(物体点位标签)
--------------------
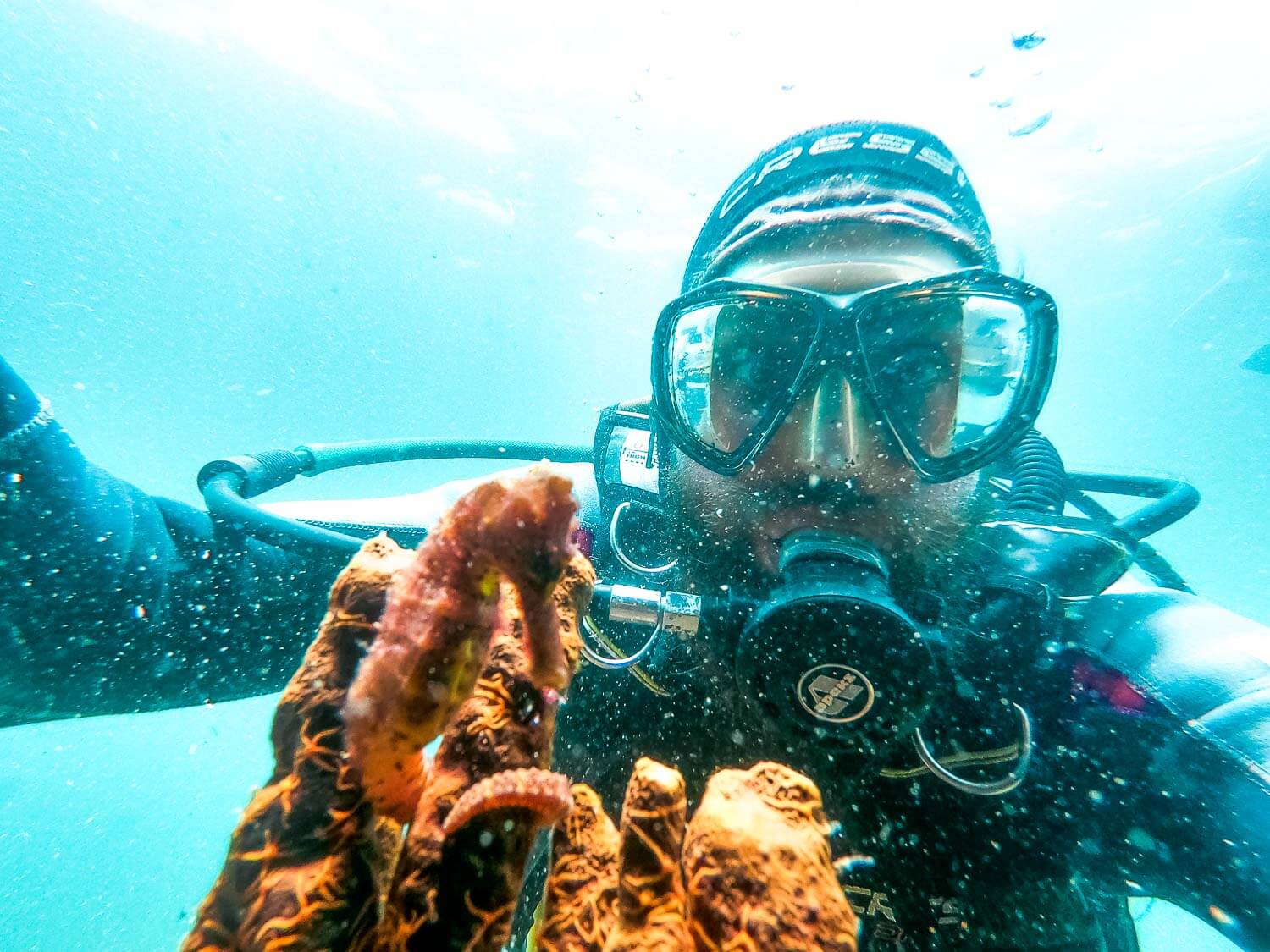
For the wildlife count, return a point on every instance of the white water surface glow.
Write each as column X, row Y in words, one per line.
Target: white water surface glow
column 230, row 226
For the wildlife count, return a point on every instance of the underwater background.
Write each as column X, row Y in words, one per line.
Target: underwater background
column 234, row 226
--------------------
### 练习说明
将上方全部条目的文字逐字照录一遍，答案中不要包含图片。

### 练习解答
For the wildlife count, return a point on every instance of the white water surface glow.
Write each as column X, row Y in words, one per line.
Target: white water surface glow
column 230, row 226
For the wildlife count, return a point on every instance of the underwater background.
Write each as column X, row Y in words, one per line.
Target: underwater background
column 234, row 226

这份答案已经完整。